▸ **Written task 1**
Answer these questions using the passage on corporate taxation in Pakistan:
(a) Which body does the passage say maltreats companies?
(b) What do companies have to hire to get justice?
(c) What was Pakistan's ranking in the World Bank's 'Doing Business 2017'?
▸ **Written task 2**
Carry on the passage on corporate taxation in Pakistan, starting right after its final sentence.

━━━ Passage given ━━━

We need to incentivise corporatisation of business. There are numerous anti-corporate provisions in the tax codes. The companies are maltreated by FBR -- after collecting billions as ‘collection agents’ of the State without any compensation they are penalised for small lapses that are neither intentional not willful. Taxation of notional benefits e.g. concessional loans in the hands of employees, high corporate tax rate and double taxation of dividends and reserves out of already taxed profits are some examples of anti-corporate provisions -- the list is not exhaustive.
Under these circumstances, no one would like to conduct business through a company, especially when audited accounts by independent and credible auditors are rejected just on whims and without bringing any material on record by taxation officers. Litigation is imposed on the companies and they have to hire costly professionals to get justice. It is thus no surprise that ranking of Pakistan in World Bank’s ‘Doing Business 2017’ is as low as 144.

━━━ Records shown ━━━

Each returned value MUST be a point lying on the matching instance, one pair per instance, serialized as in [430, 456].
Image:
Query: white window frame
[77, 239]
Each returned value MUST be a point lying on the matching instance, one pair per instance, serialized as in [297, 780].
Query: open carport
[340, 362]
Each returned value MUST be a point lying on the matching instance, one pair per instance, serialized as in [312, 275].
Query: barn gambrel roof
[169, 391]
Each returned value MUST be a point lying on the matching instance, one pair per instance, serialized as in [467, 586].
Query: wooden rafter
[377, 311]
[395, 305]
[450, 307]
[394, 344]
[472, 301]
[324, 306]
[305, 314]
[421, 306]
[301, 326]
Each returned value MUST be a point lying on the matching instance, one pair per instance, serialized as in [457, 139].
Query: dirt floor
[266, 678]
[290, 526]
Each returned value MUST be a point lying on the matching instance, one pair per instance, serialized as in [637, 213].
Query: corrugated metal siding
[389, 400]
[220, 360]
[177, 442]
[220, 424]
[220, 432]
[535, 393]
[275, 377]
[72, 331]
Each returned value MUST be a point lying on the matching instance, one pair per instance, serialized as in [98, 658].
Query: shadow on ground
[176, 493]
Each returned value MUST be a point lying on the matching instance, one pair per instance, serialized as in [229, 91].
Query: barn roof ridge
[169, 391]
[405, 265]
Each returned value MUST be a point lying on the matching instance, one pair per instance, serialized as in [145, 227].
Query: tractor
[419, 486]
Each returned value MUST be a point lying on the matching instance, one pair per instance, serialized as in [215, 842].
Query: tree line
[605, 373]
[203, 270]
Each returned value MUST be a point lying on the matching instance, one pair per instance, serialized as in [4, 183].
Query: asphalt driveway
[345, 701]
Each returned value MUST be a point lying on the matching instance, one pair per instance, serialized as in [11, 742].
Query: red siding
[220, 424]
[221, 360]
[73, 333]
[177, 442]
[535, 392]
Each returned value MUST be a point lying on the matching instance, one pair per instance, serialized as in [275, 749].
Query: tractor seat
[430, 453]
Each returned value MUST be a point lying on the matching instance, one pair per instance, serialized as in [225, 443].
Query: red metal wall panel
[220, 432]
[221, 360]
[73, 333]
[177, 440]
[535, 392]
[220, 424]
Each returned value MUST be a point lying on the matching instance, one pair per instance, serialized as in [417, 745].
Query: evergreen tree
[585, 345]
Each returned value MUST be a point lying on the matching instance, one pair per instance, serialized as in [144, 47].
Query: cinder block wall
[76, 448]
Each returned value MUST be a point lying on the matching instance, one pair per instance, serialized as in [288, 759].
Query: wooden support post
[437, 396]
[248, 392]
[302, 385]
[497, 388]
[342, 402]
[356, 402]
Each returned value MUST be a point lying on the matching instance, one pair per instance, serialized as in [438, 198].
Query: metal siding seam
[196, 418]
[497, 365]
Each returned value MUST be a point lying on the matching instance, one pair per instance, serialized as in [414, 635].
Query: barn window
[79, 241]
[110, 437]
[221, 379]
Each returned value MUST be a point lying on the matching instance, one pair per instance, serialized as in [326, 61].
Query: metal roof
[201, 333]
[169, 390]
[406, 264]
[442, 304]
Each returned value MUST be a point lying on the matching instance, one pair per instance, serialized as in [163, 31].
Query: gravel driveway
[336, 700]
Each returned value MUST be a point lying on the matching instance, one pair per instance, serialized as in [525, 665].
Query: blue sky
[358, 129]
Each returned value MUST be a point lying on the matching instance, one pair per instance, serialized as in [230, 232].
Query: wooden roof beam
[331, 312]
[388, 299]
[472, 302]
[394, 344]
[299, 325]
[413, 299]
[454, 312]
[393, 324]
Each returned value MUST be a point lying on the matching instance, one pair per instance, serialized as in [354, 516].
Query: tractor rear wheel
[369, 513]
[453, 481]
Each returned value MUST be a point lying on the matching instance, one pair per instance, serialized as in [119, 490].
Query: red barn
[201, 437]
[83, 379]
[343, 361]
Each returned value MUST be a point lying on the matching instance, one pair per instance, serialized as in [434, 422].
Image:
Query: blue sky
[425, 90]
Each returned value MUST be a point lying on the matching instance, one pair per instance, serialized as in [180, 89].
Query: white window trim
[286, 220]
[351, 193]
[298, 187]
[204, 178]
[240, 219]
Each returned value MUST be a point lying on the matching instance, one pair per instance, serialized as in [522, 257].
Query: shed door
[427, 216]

━━━

▸ **Exercise response 1**
(a) FBR
(b) Costly professionals
(c) 144

▸ **Exercise response 2**
Devising an efficient model for high growth with emphasis on exports requires an analytical study of all the irritants prevailing in all institutions and laws. Comprehensive structural reforms are the key to make Pakistan a success story in the wake of Chinese economic initiatives in this region. The main irritant for business growth is highhandedness, corruption and unprecedented high level of maladministration in tax apparatuses -- both at federal and provincial levels. Experts must analyse the existing negative statutory, regulatory and administrative frameworks and then suggest solutions to remedy the situation for promoting growth and creation of the much-needed jobs.